┌────────

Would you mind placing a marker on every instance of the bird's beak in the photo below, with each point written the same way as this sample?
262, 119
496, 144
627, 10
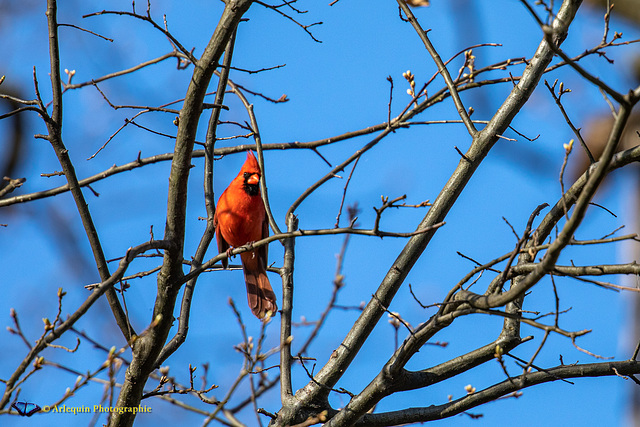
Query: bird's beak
253, 179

└────────

Transcribe the records above exactly, skipping pictures.

Would you mind placing a marker on every instance of the bird's beak in the photo below, with each point written the same way as this sample?
262, 119
496, 144
627, 10
Query: bird's beak
253, 179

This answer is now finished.